§ **YOUR TASK**
Reproduce the full passage on hydrogen bonding and bioadhesion word for word.

§ **TEXT SEGMENT**
○ ○ ○ ○ ○ ○ ○
Formation of hydrogen-bonds amongst the functional groups of the polymers and mucosal layer also plays an important role. In general, stronger the hydrogen bonding stronger is the adhesion. The functional groups  responsible for such kind of interaction include hydroxyl, carboxyl and amino groups. Various polymers which have the ability to form strong hydrogen bonds include poly (vinyl alcohol), acrylic derivates, celluloses and starch [36]. Apart from the hydrogen bond formation,  the  presence  of  functional  groups  within  the  polymer  structure  may  render  the polymer chains as polyelectrolytes. The presence of charged functional groups in the polymer chain has a marked effect on the strength of the bioadhesion and can be demonstrated by cell- culture-fluorescent probe technique [37-38]. Anionic polyelectrolytes have been found to form stronger adhesion when compared with neutral polymers [13, 39].
○ ○ ○ ○ ○ ○ ○
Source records

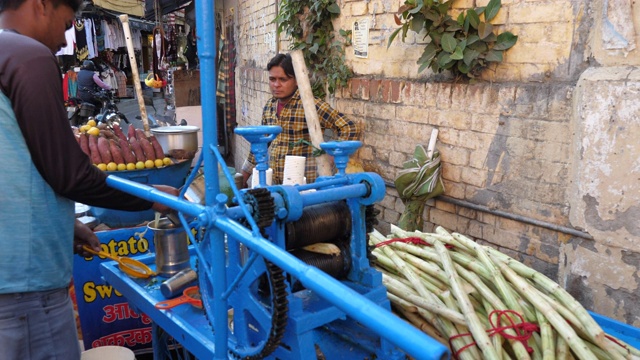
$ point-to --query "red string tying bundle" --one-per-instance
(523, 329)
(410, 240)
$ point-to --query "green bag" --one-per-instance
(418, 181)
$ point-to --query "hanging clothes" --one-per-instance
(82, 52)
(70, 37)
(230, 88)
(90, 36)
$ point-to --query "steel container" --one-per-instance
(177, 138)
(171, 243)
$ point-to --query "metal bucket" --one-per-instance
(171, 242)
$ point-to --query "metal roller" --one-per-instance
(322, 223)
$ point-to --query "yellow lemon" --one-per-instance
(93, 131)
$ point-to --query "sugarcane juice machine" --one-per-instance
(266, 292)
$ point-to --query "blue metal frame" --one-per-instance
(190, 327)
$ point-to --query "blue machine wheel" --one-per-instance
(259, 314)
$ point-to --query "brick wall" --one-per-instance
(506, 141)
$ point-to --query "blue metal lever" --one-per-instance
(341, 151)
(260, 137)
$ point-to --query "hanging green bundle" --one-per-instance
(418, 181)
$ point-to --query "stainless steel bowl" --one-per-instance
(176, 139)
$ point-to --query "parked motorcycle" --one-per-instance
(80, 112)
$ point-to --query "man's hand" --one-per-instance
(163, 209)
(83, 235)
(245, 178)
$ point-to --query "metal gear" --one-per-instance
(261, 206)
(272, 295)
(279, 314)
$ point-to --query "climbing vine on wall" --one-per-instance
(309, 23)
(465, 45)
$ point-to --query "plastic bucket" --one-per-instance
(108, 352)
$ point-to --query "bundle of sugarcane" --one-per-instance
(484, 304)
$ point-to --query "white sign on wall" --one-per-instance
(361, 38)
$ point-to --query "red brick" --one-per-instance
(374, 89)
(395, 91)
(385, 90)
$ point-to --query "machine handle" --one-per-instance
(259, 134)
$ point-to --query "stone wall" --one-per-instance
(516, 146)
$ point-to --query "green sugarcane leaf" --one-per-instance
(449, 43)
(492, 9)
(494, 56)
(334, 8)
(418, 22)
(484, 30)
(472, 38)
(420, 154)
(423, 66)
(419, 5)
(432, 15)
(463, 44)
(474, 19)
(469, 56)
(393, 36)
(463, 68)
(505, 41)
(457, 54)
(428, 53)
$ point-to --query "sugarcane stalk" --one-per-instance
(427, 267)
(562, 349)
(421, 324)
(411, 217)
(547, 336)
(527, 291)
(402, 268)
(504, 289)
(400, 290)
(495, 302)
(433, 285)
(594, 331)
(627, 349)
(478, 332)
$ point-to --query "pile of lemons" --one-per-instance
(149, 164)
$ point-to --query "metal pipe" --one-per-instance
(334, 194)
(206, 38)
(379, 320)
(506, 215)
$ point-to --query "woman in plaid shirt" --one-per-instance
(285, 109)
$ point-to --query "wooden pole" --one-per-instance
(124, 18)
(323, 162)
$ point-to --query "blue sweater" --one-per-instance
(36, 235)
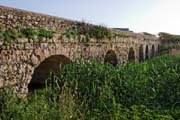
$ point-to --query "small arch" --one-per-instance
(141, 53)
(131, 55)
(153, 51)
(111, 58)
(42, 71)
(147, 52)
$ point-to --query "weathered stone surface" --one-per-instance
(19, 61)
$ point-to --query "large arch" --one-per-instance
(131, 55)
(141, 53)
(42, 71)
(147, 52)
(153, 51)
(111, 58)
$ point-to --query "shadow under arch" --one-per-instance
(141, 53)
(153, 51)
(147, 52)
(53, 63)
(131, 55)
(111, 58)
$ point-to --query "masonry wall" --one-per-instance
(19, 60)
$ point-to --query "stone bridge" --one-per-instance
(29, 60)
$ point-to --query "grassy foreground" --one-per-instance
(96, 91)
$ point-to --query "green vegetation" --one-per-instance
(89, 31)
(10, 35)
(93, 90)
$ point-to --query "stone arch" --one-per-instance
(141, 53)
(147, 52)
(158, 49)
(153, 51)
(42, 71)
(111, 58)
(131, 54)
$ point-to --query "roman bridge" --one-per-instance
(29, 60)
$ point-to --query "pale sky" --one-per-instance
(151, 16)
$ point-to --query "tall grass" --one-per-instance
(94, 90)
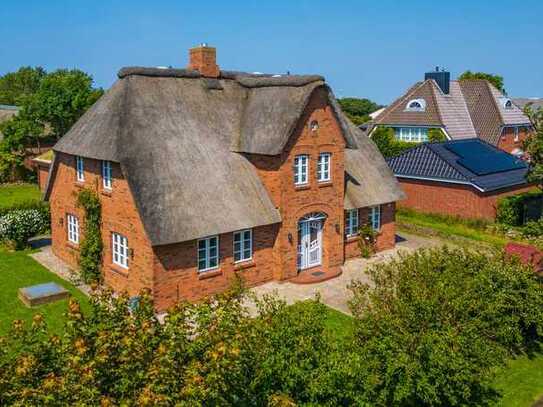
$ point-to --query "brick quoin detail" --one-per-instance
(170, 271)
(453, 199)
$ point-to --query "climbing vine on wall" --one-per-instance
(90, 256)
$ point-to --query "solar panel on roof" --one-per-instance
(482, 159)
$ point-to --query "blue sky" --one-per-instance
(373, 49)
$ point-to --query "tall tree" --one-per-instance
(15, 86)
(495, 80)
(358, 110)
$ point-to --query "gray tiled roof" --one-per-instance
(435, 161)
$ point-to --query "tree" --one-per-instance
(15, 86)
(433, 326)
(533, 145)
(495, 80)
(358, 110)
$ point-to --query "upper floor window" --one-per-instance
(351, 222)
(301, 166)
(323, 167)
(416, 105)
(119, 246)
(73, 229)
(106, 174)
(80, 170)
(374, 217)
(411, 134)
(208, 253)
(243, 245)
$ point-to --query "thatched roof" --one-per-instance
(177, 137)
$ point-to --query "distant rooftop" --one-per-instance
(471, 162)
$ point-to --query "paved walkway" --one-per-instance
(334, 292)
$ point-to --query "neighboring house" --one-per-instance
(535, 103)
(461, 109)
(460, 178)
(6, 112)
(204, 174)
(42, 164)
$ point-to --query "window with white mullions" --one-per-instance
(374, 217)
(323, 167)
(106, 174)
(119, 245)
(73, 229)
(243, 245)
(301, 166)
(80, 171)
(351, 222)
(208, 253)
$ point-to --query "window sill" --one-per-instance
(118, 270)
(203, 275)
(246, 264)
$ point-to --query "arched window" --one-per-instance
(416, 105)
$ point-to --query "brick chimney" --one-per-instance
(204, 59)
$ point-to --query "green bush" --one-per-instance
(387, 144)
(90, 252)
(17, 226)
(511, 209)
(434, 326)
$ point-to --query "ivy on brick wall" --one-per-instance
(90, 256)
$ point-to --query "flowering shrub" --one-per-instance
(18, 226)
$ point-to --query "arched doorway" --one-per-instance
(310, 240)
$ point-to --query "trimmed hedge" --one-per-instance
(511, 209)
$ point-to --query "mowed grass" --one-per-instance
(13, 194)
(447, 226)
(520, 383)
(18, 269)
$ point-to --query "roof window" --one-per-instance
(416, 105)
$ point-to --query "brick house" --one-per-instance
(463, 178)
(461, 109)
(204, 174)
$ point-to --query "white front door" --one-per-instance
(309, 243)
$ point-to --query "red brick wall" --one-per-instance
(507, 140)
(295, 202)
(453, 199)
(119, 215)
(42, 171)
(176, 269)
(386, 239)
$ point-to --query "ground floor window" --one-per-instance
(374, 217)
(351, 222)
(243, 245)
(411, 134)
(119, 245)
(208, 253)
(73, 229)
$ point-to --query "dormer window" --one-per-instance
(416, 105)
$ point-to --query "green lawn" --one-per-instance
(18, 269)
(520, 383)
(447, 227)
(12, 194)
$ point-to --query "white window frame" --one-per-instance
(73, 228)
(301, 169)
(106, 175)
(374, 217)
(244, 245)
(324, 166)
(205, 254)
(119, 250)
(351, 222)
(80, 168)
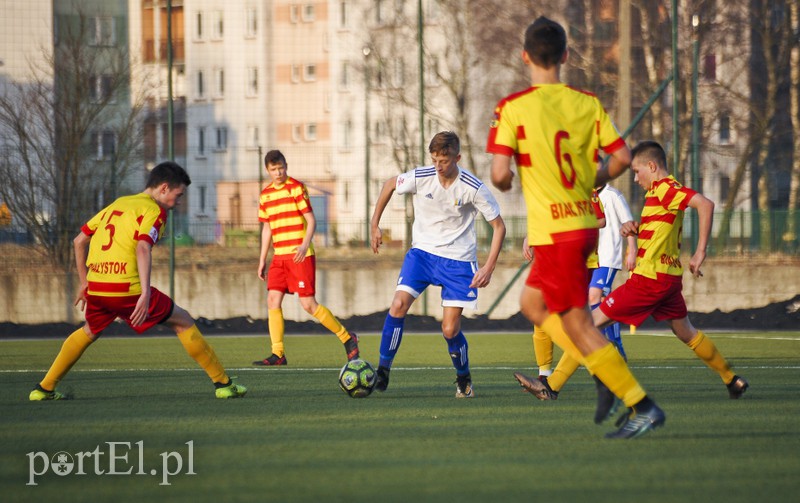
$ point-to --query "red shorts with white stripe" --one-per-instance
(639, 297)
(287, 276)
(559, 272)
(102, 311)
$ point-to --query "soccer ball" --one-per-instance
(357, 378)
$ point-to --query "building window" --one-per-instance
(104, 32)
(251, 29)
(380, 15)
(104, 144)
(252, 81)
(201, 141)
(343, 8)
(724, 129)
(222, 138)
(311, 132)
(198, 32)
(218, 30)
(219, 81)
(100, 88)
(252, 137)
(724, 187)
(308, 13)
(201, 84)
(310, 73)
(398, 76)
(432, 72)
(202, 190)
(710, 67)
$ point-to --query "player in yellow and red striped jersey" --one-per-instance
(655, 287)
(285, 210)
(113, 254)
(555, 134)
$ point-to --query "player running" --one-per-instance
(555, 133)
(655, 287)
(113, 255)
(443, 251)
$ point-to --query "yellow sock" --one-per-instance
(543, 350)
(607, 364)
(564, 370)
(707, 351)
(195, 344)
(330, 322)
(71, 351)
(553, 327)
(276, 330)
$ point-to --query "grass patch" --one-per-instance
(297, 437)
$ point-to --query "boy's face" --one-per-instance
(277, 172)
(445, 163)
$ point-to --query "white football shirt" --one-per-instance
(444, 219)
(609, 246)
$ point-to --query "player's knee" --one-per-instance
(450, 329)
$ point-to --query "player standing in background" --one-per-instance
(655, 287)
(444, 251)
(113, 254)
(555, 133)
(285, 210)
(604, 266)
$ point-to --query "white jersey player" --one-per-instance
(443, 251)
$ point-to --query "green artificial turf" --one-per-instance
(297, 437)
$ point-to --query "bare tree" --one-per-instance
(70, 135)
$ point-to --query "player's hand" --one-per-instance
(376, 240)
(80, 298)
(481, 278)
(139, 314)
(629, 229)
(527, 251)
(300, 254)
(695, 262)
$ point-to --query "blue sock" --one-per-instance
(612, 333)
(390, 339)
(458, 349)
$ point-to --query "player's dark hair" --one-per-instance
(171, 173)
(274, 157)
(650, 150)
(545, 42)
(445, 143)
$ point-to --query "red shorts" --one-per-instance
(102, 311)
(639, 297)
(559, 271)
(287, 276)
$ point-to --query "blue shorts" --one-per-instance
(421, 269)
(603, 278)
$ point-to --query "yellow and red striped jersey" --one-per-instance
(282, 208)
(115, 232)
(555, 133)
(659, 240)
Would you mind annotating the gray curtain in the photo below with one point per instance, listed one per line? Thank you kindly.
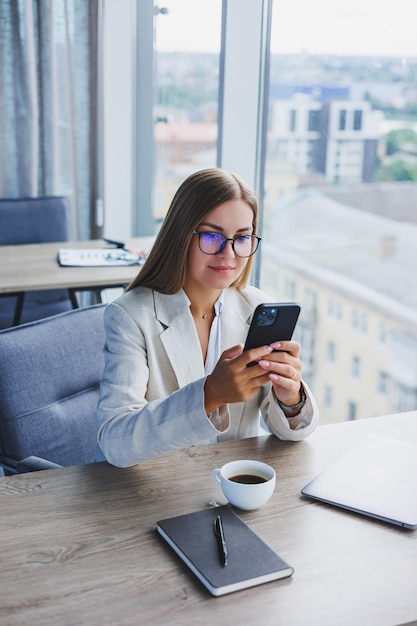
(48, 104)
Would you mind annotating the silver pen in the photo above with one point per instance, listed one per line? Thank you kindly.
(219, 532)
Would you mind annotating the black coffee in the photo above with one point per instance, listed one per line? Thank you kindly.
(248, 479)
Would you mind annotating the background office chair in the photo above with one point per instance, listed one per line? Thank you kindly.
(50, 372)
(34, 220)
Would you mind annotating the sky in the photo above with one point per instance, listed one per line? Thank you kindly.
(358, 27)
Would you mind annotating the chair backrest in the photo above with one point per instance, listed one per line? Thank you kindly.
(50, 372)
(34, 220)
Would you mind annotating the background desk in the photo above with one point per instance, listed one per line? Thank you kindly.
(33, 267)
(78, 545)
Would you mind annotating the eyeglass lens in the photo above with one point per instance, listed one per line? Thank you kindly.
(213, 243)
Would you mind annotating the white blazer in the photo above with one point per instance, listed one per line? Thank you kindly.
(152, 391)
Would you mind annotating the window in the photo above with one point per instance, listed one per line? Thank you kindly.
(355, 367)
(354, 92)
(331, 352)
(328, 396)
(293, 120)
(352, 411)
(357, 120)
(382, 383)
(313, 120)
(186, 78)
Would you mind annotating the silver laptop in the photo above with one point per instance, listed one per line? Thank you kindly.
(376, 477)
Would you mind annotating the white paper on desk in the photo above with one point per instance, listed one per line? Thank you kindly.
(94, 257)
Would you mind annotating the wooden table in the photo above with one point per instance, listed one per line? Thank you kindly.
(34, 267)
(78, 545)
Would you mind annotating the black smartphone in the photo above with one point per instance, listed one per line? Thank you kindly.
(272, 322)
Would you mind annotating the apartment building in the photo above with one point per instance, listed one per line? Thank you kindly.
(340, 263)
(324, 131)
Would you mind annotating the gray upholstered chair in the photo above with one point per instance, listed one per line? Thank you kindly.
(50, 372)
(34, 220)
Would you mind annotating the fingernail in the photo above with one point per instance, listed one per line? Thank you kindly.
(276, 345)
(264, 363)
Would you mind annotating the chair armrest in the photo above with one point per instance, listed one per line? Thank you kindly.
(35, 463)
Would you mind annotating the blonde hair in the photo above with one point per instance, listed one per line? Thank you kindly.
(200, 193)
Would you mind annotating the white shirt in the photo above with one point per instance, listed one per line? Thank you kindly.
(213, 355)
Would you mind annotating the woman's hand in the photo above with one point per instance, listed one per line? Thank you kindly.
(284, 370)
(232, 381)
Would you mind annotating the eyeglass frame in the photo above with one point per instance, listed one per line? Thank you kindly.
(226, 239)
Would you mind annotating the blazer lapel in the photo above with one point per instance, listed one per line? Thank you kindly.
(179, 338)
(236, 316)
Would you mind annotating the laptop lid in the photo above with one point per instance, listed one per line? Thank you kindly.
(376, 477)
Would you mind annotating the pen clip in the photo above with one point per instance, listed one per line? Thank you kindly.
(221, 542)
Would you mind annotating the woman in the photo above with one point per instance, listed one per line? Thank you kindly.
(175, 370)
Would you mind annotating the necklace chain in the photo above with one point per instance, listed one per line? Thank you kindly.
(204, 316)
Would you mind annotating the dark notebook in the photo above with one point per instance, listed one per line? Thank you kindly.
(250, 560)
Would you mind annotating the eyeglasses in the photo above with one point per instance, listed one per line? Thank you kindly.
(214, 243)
○ ○ ○ ○ ○ ○ ○
§ **TASK RESULT**
Formation of hydrogen-bonds amongst the functional groups of the polymers and mucosal layer also plays an important role. In general, stronger the hydrogen bonding stronger is the adhesion. The functional groups  responsible for such kind of interaction include hydroxyl, carboxyl and amino groups. Various polymers which have the ability to form strong hydrogen bonds include poly (vinyl alcohol), acrylic derivates, celluloses and starch [36]. Apart from the hydrogen bond formation,  the  presence  of  functional  groups  within  the  polymer  structure  may  render  the polymer chains as polyelectrolytes. The presence of charged functional groups in the polymer chain has a marked effect on the strength of the bioadhesion and can be demonstrated by cell- culture-fluorescent probe technique [37-38]. Anionic polyelectrolytes have been found to form stronger adhesion when compared with neutral polymers [13, 39].